### Aim of the exercise
In the data that follows, give the number of lines containing the word "throw". Offer no additional comment.

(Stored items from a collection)
============

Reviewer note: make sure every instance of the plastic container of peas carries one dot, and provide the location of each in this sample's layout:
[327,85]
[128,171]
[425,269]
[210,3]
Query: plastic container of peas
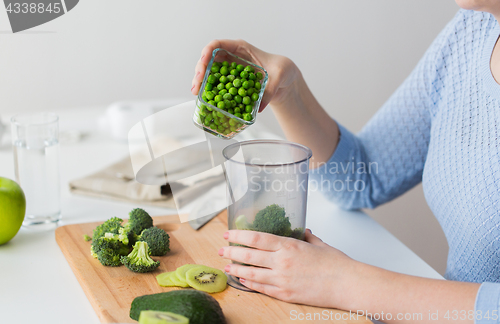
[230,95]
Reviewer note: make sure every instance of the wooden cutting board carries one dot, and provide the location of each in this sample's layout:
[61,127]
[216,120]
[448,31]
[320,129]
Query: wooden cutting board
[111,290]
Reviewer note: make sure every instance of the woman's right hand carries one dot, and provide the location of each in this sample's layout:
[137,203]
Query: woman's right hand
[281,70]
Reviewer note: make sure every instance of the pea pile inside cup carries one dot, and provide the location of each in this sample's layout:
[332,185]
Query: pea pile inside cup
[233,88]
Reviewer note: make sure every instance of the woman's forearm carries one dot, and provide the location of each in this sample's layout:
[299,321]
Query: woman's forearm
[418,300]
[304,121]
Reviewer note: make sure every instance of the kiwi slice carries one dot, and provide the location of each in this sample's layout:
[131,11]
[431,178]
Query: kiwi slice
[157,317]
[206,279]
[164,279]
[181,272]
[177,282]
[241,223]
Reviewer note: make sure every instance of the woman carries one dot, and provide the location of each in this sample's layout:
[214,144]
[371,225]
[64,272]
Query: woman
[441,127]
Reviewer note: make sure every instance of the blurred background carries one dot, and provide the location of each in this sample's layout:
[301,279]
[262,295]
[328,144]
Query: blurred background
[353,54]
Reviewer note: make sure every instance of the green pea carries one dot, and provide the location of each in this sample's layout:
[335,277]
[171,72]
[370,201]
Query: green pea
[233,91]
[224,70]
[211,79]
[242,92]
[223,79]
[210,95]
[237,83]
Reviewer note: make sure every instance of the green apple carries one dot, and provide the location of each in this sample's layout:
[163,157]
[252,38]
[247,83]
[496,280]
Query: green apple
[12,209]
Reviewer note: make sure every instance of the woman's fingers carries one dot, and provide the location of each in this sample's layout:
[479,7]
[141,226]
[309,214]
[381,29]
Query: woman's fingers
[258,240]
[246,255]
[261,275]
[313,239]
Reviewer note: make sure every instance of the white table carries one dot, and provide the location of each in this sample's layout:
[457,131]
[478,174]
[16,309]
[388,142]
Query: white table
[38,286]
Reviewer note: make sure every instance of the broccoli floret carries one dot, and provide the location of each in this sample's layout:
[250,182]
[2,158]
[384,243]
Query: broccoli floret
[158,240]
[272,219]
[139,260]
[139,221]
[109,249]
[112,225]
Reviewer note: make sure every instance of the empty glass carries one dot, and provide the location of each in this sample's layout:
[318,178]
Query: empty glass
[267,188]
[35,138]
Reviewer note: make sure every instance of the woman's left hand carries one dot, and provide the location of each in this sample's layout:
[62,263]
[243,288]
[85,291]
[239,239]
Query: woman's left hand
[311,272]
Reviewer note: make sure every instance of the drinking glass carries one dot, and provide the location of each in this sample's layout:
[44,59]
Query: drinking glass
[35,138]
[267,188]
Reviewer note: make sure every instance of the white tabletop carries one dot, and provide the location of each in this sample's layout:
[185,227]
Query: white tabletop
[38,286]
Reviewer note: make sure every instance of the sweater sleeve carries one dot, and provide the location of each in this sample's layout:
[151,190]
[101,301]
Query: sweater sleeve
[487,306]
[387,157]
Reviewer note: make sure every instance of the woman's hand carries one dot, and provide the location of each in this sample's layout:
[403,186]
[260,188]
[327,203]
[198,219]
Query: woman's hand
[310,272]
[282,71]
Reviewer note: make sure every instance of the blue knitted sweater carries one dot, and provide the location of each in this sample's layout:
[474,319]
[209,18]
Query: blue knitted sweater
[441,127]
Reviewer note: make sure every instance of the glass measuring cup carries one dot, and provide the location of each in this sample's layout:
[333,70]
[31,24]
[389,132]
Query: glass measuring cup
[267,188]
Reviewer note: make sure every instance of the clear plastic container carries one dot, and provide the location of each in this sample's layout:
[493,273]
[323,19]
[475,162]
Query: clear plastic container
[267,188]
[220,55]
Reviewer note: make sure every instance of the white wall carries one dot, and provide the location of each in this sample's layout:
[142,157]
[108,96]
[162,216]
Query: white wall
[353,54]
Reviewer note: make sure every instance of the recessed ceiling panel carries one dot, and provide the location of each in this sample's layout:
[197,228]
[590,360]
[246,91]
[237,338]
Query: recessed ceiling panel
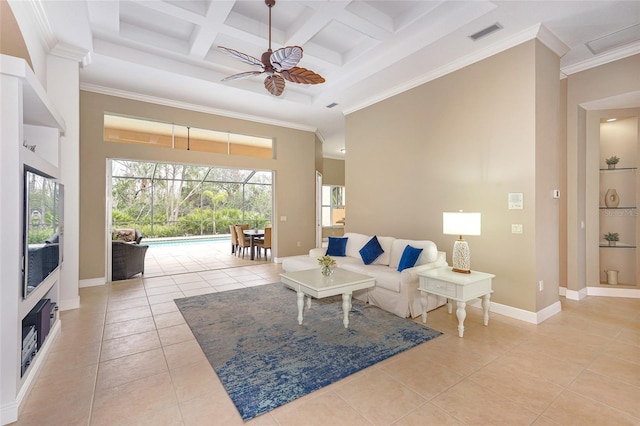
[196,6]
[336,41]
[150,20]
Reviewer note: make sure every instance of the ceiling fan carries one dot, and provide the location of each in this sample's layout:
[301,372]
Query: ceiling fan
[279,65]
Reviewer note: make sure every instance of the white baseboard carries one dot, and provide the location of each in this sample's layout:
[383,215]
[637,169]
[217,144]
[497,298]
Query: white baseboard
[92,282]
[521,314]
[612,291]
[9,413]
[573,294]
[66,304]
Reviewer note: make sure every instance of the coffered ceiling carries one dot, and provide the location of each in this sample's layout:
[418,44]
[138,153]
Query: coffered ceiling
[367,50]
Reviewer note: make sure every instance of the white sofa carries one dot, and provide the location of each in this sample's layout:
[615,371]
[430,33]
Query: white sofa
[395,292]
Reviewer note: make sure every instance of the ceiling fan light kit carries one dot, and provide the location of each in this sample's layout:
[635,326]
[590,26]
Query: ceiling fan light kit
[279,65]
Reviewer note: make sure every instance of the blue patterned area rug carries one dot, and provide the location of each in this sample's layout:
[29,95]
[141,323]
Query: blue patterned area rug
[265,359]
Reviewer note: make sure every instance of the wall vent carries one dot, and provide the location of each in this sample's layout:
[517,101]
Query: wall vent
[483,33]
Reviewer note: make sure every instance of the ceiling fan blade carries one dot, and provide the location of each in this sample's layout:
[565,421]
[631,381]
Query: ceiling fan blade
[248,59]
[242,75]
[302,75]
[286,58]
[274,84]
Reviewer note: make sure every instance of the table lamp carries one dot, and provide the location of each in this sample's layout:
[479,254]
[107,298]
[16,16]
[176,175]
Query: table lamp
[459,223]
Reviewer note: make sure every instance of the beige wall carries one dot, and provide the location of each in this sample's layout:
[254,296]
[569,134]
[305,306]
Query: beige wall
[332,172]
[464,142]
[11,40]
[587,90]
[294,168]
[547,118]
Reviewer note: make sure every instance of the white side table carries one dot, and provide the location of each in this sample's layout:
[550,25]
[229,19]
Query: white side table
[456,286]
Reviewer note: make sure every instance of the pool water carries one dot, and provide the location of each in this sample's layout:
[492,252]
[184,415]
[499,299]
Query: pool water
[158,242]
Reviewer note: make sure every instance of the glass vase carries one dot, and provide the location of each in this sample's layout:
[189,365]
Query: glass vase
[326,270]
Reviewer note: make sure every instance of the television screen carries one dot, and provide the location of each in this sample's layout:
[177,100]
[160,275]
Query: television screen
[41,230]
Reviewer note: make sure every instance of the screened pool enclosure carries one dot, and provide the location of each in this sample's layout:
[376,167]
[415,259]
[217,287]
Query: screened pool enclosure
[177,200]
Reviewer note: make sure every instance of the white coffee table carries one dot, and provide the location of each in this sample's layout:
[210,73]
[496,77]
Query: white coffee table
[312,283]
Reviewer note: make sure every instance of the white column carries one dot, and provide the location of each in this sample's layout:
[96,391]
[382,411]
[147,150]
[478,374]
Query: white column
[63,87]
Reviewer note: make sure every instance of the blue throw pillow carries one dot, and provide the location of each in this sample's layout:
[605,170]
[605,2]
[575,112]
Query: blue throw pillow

============

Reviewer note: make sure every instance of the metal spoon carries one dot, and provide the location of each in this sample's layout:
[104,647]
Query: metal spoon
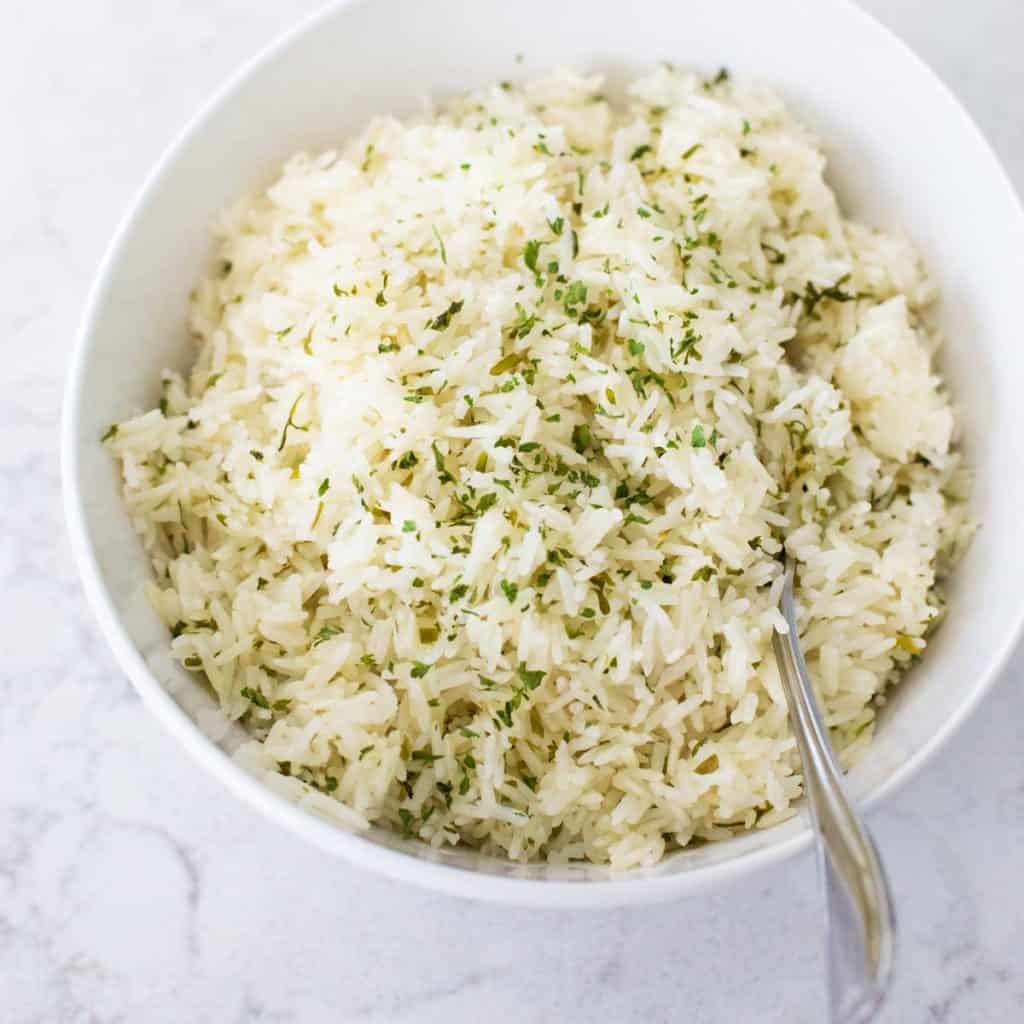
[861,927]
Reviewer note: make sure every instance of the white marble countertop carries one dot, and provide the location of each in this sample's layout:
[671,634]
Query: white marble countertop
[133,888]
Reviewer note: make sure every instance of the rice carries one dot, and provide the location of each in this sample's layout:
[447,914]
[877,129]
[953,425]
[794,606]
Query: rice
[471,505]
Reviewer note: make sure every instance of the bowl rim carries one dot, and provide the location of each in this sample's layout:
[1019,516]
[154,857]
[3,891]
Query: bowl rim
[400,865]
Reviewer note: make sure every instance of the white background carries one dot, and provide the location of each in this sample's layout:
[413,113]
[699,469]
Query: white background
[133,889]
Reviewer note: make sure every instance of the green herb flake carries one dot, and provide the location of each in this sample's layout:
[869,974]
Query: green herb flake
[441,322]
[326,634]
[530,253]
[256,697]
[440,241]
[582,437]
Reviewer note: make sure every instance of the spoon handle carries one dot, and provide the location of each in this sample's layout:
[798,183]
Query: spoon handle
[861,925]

============

### Result for this exercise
2